start THE RECORDS

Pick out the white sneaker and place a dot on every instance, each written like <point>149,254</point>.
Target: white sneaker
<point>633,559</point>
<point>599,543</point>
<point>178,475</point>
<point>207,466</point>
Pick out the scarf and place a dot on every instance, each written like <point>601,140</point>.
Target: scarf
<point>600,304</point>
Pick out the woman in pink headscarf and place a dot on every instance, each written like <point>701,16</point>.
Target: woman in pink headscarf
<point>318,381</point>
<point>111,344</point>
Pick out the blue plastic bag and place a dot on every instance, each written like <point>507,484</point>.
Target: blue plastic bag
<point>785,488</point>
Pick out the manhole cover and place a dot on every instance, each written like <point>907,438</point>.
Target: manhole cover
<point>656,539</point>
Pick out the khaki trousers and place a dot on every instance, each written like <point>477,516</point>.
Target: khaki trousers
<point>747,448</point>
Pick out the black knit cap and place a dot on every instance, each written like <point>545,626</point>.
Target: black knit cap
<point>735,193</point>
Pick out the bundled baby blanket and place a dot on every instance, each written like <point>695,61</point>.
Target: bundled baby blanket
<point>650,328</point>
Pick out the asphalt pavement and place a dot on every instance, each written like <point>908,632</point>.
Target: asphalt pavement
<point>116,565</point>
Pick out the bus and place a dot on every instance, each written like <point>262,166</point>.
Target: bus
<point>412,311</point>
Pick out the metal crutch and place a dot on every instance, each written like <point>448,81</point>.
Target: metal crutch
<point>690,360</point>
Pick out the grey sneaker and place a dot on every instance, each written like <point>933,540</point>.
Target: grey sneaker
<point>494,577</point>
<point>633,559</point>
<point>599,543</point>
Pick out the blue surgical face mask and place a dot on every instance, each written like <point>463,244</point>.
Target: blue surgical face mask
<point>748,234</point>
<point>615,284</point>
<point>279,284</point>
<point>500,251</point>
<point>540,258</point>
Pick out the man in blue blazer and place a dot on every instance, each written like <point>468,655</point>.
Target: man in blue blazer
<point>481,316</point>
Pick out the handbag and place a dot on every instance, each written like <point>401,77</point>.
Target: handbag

end THE RECORDS

* _TASK STATEMENT_
Please output the lines from the start through the line containing "<point>690,360</point>" as a numbered list, omitting any blank lines.

* _EXERCISE OUTPUT_
1. Pick out the white sneaker and place a dot on every instance, each written like <point>149,254</point>.
2. Target: white sneaker
3. <point>633,559</point>
4. <point>599,543</point>
5. <point>178,475</point>
6. <point>207,466</point>
7. Pick out the scarf and place a dot on every instance, each written like <point>601,140</point>.
8. Target: scarf
9. <point>600,304</point>
10. Pick out the woman in pink headscarf and place a dot on every instance, each written like <point>701,16</point>.
11. Target: woman in pink headscarf
12. <point>318,381</point>
13. <point>111,344</point>
14. Pick out the blue plastic bag and place a dot on every instance, each written like <point>507,484</point>.
15. Target: blue plastic bag
16. <point>785,488</point>
17. Pick out the manhole cover and place a dot on every instance, each written like <point>907,438</point>.
18. Target: manhole cover
19. <point>656,539</point>
20. Pick out the khaki trousers and place a dot on every instance, each written like <point>477,516</point>.
21. Target: khaki trousers
22. <point>747,448</point>
23. Pick out the black knit cap and place a dot on every instance, each written like <point>545,626</point>.
24. Target: black knit cap
25. <point>735,193</point>
26. Pick out the bundled baby blanket and place a dot on every instance, each written like <point>695,61</point>.
27. Target: bundled baby blanket
28. <point>650,328</point>
29. Pick out the asphalt pavement and place a dot on every instance, each written like <point>908,632</point>.
30. Target: asphalt pavement
31. <point>116,565</point>
32. Pick out the bus and place a dot on every instance, each written like <point>262,166</point>.
33. Target: bus
34. <point>412,311</point>
35. Pick out the metal crutch and place a dot on every instance, each written like <point>448,81</point>.
36. Target: metal crutch
37. <point>690,360</point>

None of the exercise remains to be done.